● **Written exercise**:
Give every line of the material again, exactly as written.

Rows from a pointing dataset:
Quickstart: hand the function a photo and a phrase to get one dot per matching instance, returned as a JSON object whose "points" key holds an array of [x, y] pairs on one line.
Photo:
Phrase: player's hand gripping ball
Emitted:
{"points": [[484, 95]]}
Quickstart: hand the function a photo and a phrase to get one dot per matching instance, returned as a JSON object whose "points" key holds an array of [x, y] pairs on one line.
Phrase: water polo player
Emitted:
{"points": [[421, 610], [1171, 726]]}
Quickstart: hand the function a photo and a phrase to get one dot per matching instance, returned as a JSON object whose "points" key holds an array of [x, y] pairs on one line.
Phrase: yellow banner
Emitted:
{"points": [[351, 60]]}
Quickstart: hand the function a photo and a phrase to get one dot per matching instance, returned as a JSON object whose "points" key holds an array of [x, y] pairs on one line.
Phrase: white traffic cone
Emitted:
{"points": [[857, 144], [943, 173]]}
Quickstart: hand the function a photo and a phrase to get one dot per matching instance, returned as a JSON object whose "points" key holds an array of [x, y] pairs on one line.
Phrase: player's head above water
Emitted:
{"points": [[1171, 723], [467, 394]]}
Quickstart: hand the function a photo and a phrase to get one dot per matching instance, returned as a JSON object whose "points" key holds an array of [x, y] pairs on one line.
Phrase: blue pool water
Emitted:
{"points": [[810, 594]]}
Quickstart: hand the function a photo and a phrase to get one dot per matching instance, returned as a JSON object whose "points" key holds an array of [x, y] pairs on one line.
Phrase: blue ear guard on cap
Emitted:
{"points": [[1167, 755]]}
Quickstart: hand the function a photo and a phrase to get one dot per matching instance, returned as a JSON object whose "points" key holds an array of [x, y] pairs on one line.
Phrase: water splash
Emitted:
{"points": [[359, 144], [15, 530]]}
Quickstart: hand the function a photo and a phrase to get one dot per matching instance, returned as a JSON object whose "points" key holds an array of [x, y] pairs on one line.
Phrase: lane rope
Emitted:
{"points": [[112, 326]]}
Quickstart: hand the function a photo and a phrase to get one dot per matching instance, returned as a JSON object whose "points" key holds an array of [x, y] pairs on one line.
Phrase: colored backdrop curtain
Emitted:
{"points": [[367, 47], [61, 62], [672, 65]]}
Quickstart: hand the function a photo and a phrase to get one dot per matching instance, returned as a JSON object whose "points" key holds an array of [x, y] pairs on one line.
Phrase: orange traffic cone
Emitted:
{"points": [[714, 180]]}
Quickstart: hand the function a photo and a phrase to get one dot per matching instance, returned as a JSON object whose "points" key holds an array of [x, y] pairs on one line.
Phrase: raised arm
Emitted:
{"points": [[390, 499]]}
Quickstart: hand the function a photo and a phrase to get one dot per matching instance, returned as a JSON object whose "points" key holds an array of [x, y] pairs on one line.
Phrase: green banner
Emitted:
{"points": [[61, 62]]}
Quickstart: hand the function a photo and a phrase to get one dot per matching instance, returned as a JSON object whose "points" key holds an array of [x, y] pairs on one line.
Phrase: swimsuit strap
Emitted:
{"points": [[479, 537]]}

● **The result**:
Quickstart: hand the function a photo and a phrase to get one dot per matching instance, returned as a JSON object whose "points" key holds an array of [x, y] pairs on one line.
Photo:
Phrase: player's hand gripping ball
Emitted:
{"points": [[484, 95]]}
Quickstart: hand the function a photo and a phrase to get one dot per matching instance, returned as a JSON object whose "points" key holds an array of [x, y] pairs on one line.
Phrase: water polo player
Emitted:
{"points": [[421, 610], [1171, 726]]}
Quickstart: hand the function a photo and a phrase to get one dot per matching instance, returned as a JSON object whose "points" key holds an array of [x, y] pairs on one line.
Phrase: yellow banner
Emitted:
{"points": [[351, 60]]}
Quickstart: hand the function a photo and a phrase to get one dot per matching instance, returned as a JSON object whose "points" key holds an array of [x, y] pairs on one line.
Phrase: white traffic cone
Emitted:
{"points": [[857, 144], [943, 173]]}
Quickstart: hand the function a photo and a phrase to get one dot per matching instance, returned as a JSON object whose "points" key holds an array of [x, y] pairs on one line.
Phrase: player's head above water
Emitted:
{"points": [[1171, 723], [467, 394]]}
Quickstart: hand the function a photo and a phrase to get one dot per matching instance, returned as a JSON object whose "points" key holds an array of [x, y] pairs on one line.
Phrase: blue pool water
Emitted:
{"points": [[810, 594]]}
Quickstart: hand the function a photo and a phrase to get one dot per matching instance, returned as a JSON object whose "points" key holds an array of [x, y] pairs on one line.
Phrase: blue ear guard on cap
Emitted:
{"points": [[1167, 755]]}
Quickstart: hand the function a photo and a phrase to get one dot per matching instance, returned as a JSON object whose "points" key holds an array of [x, y] pairs on one line.
Phrase: water splash
Emitted:
{"points": [[359, 144], [15, 530]]}
Quickstart: hand the function a photo and a phrase to get one dot per matching instance, returned as a JSON object whose "points" key holds an array of [x, y] pairs on one line.
Phrase: lane rope
Emitted:
{"points": [[112, 326]]}
Quickstart: hand the function a photo and a phrase to get one dot per matching instance, returned as a JSON object whose "points" key holds an array of [x, y] pairs on one line.
Phrase: colored backdrop curtain
Emitted:
{"points": [[367, 47], [61, 62], [672, 65]]}
Quickstart: hand the function a photo and a phrase to get one dot per matching instance, returned as a JSON object whose "points" key holds an array of [x, y] pairs on one line.
Phrase: orange traffic cone
Emitted:
{"points": [[714, 180]]}
Quickstart: hand the function a photo and a phrase to get one dot per matching instance, returned as a JSON object whose "points" key holds an array of [x, y] pairs on one line.
Phrase: raised arm
Emitted:
{"points": [[390, 499]]}
Quickstart: hand the function a photo and a phrase to get one dot per matching instance, returned as a JSON object whose "points" key holds an array of [x, y] pairs on one line.
Phrase: green banner
Emitted:
{"points": [[61, 62]]}
Quickstart: hand the function a photo and a phrase to get one dot per matching instance, returned as a JSON object whose "points" key holds an array of [x, y] pairs on one line.
Phrase: swimsuit strap
Emitted:
{"points": [[479, 537]]}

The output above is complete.